[Entries from a pointing dataset]
◇ ◇ ◇

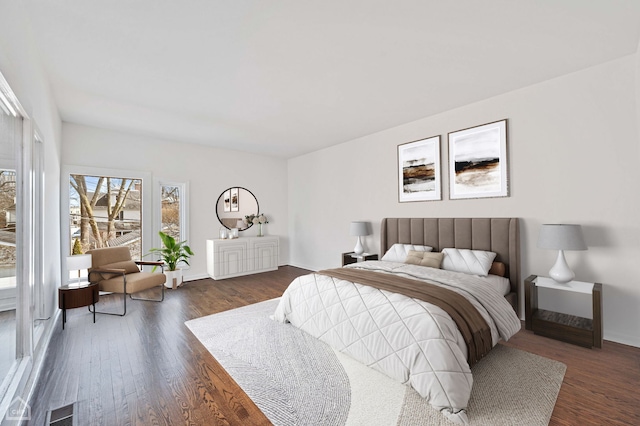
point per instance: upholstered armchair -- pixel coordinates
(115, 272)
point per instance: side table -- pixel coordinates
(568, 328)
(75, 296)
(351, 257)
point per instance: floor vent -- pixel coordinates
(63, 416)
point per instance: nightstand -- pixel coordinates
(567, 328)
(75, 296)
(351, 257)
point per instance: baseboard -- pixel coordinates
(307, 267)
(623, 339)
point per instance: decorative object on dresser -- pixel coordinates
(478, 163)
(78, 262)
(352, 257)
(241, 256)
(358, 229)
(580, 331)
(561, 237)
(419, 170)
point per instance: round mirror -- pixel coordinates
(233, 205)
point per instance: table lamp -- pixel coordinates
(78, 262)
(359, 229)
(561, 237)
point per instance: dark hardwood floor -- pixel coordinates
(147, 368)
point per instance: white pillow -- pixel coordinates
(398, 252)
(474, 262)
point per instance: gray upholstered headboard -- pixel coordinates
(499, 235)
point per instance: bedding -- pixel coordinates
(475, 262)
(432, 260)
(410, 340)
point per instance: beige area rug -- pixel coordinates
(297, 380)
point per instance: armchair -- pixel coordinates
(115, 272)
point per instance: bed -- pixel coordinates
(423, 326)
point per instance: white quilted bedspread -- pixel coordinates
(412, 341)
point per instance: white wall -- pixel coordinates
(573, 149)
(209, 171)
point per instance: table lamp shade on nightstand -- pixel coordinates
(561, 237)
(78, 262)
(358, 229)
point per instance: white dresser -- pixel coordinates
(241, 256)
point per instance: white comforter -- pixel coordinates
(410, 340)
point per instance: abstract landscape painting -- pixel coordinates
(478, 162)
(419, 170)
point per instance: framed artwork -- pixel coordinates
(419, 170)
(226, 196)
(478, 162)
(235, 201)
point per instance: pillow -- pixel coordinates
(474, 262)
(129, 267)
(424, 258)
(398, 252)
(498, 268)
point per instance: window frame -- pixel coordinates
(157, 209)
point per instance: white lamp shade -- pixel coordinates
(561, 237)
(78, 261)
(358, 229)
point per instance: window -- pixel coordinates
(172, 209)
(105, 211)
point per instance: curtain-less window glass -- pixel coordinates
(10, 137)
(105, 211)
(171, 199)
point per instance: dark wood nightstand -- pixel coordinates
(76, 296)
(351, 257)
(568, 328)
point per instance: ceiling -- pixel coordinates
(288, 77)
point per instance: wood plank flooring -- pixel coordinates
(147, 368)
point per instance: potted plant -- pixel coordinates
(172, 254)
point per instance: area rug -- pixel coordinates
(297, 380)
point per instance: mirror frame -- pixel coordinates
(220, 197)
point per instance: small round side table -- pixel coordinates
(75, 296)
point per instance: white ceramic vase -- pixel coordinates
(171, 276)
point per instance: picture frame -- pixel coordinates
(478, 162)
(235, 200)
(226, 196)
(419, 177)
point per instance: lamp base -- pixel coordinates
(359, 249)
(560, 272)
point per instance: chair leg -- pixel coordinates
(124, 312)
(149, 300)
(124, 301)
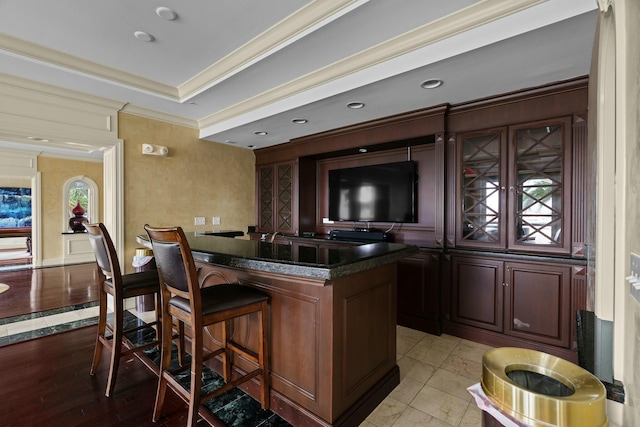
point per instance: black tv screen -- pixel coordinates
(376, 193)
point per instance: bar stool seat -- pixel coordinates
(183, 299)
(120, 287)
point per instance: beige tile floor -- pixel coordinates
(435, 372)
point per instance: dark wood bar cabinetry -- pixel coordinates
(501, 211)
(276, 201)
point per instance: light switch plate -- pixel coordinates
(634, 277)
(635, 265)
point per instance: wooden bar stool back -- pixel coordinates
(198, 307)
(120, 287)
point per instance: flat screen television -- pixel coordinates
(375, 193)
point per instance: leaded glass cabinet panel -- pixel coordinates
(482, 177)
(539, 190)
(513, 191)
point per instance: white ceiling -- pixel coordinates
(234, 67)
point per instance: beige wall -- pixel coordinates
(198, 178)
(54, 172)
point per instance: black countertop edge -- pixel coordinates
(359, 258)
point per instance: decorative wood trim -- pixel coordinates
(406, 126)
(578, 298)
(534, 104)
(440, 156)
(579, 187)
(450, 196)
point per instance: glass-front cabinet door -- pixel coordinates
(481, 193)
(538, 193)
(513, 191)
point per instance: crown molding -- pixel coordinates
(33, 86)
(304, 21)
(156, 115)
(604, 5)
(480, 13)
(54, 58)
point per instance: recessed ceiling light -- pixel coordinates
(166, 13)
(355, 105)
(145, 37)
(35, 138)
(431, 84)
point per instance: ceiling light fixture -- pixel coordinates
(431, 84)
(145, 37)
(355, 105)
(35, 138)
(166, 13)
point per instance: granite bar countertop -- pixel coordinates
(293, 258)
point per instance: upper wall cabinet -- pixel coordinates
(514, 188)
(277, 201)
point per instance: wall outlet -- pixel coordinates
(635, 265)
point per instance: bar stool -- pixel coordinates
(119, 286)
(198, 307)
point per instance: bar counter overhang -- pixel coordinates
(333, 320)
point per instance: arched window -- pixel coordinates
(80, 190)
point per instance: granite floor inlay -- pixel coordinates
(434, 370)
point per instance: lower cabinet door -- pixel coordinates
(537, 305)
(477, 292)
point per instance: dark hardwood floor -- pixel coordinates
(39, 289)
(46, 382)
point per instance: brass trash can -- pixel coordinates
(538, 389)
(143, 260)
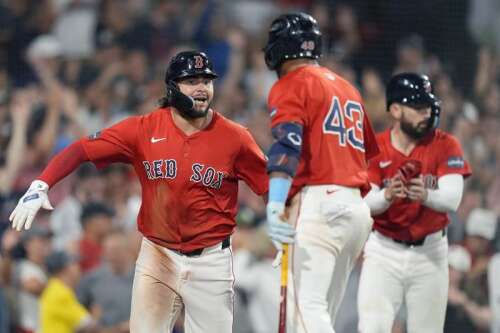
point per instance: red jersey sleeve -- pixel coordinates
(451, 158)
(114, 144)
(287, 103)
(371, 146)
(250, 165)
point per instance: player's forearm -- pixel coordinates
(64, 163)
(448, 195)
(375, 199)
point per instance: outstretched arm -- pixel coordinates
(36, 197)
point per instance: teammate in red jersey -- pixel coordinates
(189, 198)
(323, 140)
(416, 180)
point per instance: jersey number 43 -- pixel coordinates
(346, 123)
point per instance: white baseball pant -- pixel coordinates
(393, 273)
(165, 282)
(332, 224)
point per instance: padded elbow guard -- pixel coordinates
(284, 154)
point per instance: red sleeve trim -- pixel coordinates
(64, 163)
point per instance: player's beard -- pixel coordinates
(417, 132)
(197, 112)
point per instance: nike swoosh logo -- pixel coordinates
(384, 164)
(155, 140)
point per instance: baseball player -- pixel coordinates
(416, 180)
(189, 172)
(318, 163)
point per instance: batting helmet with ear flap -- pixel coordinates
(415, 91)
(292, 36)
(182, 66)
(188, 64)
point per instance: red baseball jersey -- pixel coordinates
(337, 139)
(439, 154)
(189, 182)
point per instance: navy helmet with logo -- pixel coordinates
(292, 36)
(188, 64)
(415, 91)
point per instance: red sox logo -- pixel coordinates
(198, 62)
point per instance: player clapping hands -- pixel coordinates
(415, 189)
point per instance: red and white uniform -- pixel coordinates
(189, 183)
(440, 154)
(337, 139)
(332, 221)
(415, 272)
(189, 202)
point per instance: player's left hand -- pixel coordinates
(415, 189)
(29, 204)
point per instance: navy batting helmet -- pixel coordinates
(188, 64)
(292, 36)
(413, 90)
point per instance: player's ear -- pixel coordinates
(396, 111)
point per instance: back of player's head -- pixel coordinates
(292, 36)
(189, 64)
(413, 90)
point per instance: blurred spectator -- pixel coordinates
(480, 231)
(494, 286)
(256, 278)
(410, 55)
(13, 135)
(457, 320)
(60, 310)
(374, 98)
(96, 220)
(483, 22)
(65, 219)
(31, 276)
(75, 26)
(107, 291)
(84, 64)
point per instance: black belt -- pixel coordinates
(225, 244)
(418, 242)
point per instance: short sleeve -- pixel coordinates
(374, 172)
(250, 164)
(451, 159)
(114, 144)
(287, 103)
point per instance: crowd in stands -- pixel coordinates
(69, 68)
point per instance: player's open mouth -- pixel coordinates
(200, 100)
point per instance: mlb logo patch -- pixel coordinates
(455, 162)
(273, 112)
(95, 135)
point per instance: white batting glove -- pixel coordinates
(29, 204)
(278, 230)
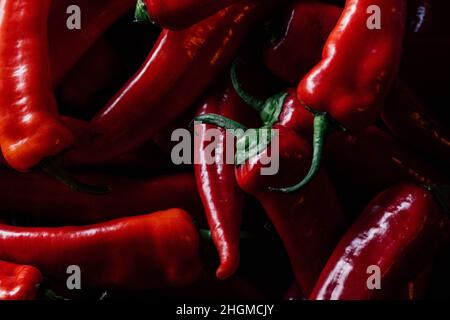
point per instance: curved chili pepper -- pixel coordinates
(68, 46)
(420, 14)
(150, 251)
(30, 129)
(407, 118)
(94, 76)
(306, 29)
(169, 82)
(39, 197)
(399, 232)
(181, 14)
(18, 282)
(364, 164)
(222, 199)
(309, 222)
(358, 67)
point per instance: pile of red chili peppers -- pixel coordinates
(93, 93)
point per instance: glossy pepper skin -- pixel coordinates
(171, 71)
(30, 128)
(400, 232)
(358, 65)
(356, 167)
(410, 121)
(38, 197)
(68, 46)
(18, 282)
(180, 14)
(309, 221)
(222, 199)
(150, 251)
(306, 28)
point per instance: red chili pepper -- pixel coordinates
(18, 282)
(222, 199)
(399, 232)
(306, 28)
(92, 79)
(39, 197)
(150, 251)
(309, 222)
(364, 164)
(408, 119)
(181, 14)
(171, 71)
(357, 70)
(68, 46)
(30, 130)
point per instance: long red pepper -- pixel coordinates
(68, 46)
(18, 282)
(38, 197)
(305, 30)
(94, 76)
(309, 222)
(180, 14)
(169, 81)
(150, 251)
(409, 120)
(358, 67)
(221, 196)
(399, 232)
(367, 163)
(30, 129)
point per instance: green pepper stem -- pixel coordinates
(53, 168)
(220, 121)
(321, 125)
(140, 13)
(269, 109)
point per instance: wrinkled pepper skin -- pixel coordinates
(18, 282)
(411, 122)
(222, 199)
(400, 232)
(38, 197)
(306, 28)
(150, 251)
(310, 221)
(171, 70)
(96, 17)
(358, 65)
(180, 14)
(30, 129)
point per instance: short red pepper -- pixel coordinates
(30, 128)
(18, 282)
(399, 232)
(150, 251)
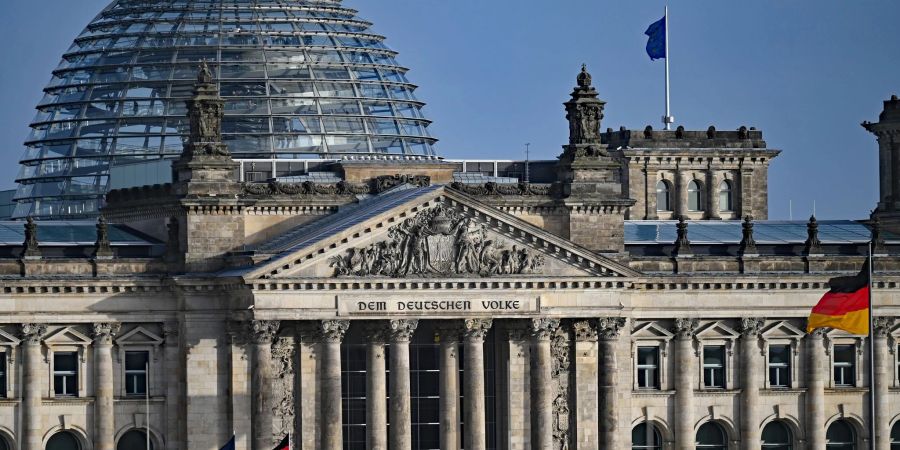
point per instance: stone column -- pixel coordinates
(332, 334)
(587, 408)
(104, 413)
(376, 388)
(32, 426)
(449, 381)
(262, 334)
(685, 374)
(542, 387)
(400, 433)
(608, 329)
(815, 389)
(473, 376)
(751, 372)
(883, 366)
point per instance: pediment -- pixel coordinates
(716, 330)
(782, 330)
(67, 336)
(651, 330)
(139, 336)
(440, 234)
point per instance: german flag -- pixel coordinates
(845, 306)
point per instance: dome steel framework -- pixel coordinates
(302, 79)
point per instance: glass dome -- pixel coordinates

◇ ◇ ◇

(Problem to work on): Reproduce word for word the lines of the items above, starting with the line that contains "point per instance: pediment" and running through the final line of the items, both included.

(Exercise answer):
point per instance: pediment -- pixel coordinates
(716, 330)
(782, 330)
(67, 336)
(651, 330)
(139, 336)
(440, 234)
point per instance: german flag -- pixel coordinates
(845, 306)
point per instance: dome steel framework -- pixel coordinates
(302, 79)
point per instance: glass dome -- pixel coordinates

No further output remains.